### Exercise directions
In the abstract on the silk-based protein delivery platform, which peptide is incorporated to help the nanocomplex cross the blood-brain barrier?

### Page excerpt
● ● ● ●
Dual Physiological Barriers Bypassed by a Silk‐Based Supramolecular Protein Delivery Platform for Neuroinflammation Mitigation in Alzheimer's Disease

Delivering protein therapeutics to the brain through nanocarriers requires overcoming both the blood-brain barrier (BBB) and intracellular lysosomal degradation. Here, we report a silk-based supramolecular protein delivery platform that addresses these dual physiological barriers. Two phenolic compounds are grafted onto silk sericin (SS), a biocompatible and bioactive natural protein, yielding phenolic SS capable of assembling with protein cargos via supramolecular interactions. To facilitate BBB penetration, the iRGD peptide is incorporated to enable transcytosis via the bystander effect. Phenolic modification alters the ratio of amino to carboxyl groups on SS, thereby tuning its isoelectric point. In acidic lysosomes, the nanocomplex undergoes a surface charge reversal from negative to positive, promoting lysosomal escape and cytosolic release of catalase. In parallel, phenolic SS exhibits intrinsic anti-inflammatory activity, repolarizing activated microglia toward an anti-inflammatory phenotype. In APP/PS1 transgenic mice, systemic administration of the nanocomplex reduces oxidative stress and neuroinflammation, leading to significant improvements in cognitive function, compared to a non-charge-reversal control. Collectively, this strategy provides a versatile and translatable framework for engineering protein-based nanocarriers to deliver protein therapeutics for neurodegenerative disease treatments.
● ● ● ●
Collected data entries:
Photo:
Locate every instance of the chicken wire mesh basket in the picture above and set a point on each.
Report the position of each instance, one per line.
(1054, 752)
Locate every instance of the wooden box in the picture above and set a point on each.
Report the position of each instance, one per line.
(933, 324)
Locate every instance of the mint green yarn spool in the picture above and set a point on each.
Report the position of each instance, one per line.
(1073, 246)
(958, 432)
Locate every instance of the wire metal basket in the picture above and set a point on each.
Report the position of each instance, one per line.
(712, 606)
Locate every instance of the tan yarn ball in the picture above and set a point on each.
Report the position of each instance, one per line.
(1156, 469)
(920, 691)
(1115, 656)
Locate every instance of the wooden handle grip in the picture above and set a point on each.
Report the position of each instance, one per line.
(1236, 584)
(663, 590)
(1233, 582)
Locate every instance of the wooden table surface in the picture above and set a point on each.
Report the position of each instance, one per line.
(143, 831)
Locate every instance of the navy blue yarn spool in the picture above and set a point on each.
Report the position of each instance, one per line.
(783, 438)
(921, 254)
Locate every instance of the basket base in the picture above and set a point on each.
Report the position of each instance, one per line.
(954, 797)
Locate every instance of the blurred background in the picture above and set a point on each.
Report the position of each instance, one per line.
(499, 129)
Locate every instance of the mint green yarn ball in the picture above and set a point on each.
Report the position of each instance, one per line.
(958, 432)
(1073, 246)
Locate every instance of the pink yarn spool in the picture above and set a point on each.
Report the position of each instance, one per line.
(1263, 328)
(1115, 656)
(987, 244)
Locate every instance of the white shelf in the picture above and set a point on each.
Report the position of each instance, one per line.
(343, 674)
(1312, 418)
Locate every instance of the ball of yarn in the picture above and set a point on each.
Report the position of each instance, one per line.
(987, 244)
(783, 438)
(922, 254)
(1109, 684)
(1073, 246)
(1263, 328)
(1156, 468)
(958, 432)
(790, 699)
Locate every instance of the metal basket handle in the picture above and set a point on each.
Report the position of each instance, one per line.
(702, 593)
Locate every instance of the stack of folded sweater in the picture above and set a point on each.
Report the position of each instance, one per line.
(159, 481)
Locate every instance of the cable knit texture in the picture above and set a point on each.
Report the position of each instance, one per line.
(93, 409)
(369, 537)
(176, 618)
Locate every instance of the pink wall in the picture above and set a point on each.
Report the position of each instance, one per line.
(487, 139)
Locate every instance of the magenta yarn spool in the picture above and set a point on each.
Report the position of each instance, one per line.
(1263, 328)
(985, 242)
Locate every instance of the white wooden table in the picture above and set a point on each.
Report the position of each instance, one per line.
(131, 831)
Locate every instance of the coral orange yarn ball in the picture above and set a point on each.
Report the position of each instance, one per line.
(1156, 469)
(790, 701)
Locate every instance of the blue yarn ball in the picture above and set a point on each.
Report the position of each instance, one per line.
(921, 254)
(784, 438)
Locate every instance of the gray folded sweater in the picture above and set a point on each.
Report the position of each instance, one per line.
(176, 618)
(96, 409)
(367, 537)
● ● ● ●
### Solution to the problem
The iRGD peptide.